本文抜粋:
————————
労働者には、最低賃金が保障されますので、
働けば、最低賃金以上の給料の支払を受けることができます。
労働者から個人事業主になれば、
これらの労働法の恩恵を受けられなくなり、
契約期間が終了すれば、契約が打ち切られて、仕事を失ったり、
最低賃金以下の報酬しか受け取れないリスクが生じて、
生活に困窮する人が増えるおそれがあります。
会社からすれば、労働者を個人事業主にできれば、
労働者の社会保険料の負担を軽減できますし、
解雇規制がなくなるので、契約を打ち切ることができて、
コスト削減のメリットがあります。
そのため、労働者が個人事業主になることは、
労働者にとってはリスクがある一方、
会社にとってはメリットが大きいのです。
3 労働者とは
とはいえ、会社が労働者との労働契約を名称だけ、
業務委託契約に変更しただけでは、
労働者でなくなるわけではありません。
契約の名称ではなく、実態をみて、労働者か否かが判断されます。
————————
課題 1:
労働者と個人事業主についての本文から、次の問いに答えてもらえますか？
(a) 労働者には何が保障されると書かれていますか？
(b) 労働者を個人事業主にすると、会社は何の負担を軽減できるとされていますか？
(c) 労働者か否かは、何をみて判断されますか？
本文とこのあとの行は、互いに独立した別々の資料です。

[ポイント指定とラベル付けの行]
————————
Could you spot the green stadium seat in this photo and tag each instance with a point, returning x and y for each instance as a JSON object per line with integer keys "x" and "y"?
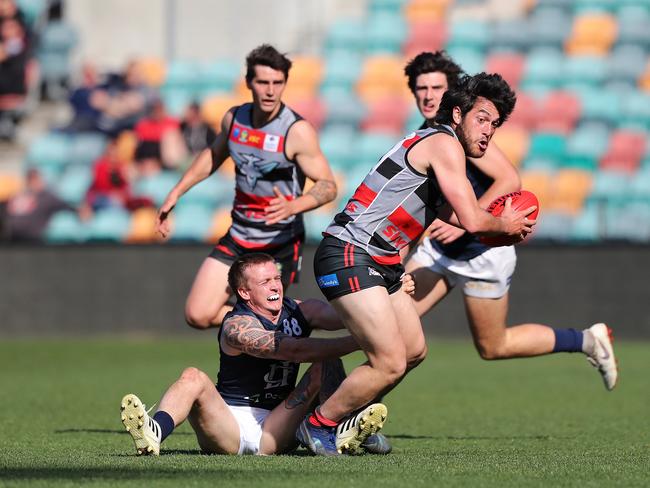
{"x": 65, "y": 227}
{"x": 50, "y": 150}
{"x": 109, "y": 225}
{"x": 74, "y": 183}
————————
課題 2:
提供データのすべての行について、「green stadium seat」を「blue stadium seat」に切り替え、ほかは一切変えずに書き直してもらえますか？画像の行は解答に含めないでください。

解答 1:
(a) 最低賃金
(b) 労働者の社会保険料の負担
(c) 契約の名称ではなく、実態

解答 2:
Could you spot the blue stadium seat in this photo and tag each instance with a point, returning x and y for each instance as a JSON object per line with integer keys "x" and "y"?
{"x": 65, "y": 227}
{"x": 50, "y": 150}
{"x": 109, "y": 225}
{"x": 74, "y": 183}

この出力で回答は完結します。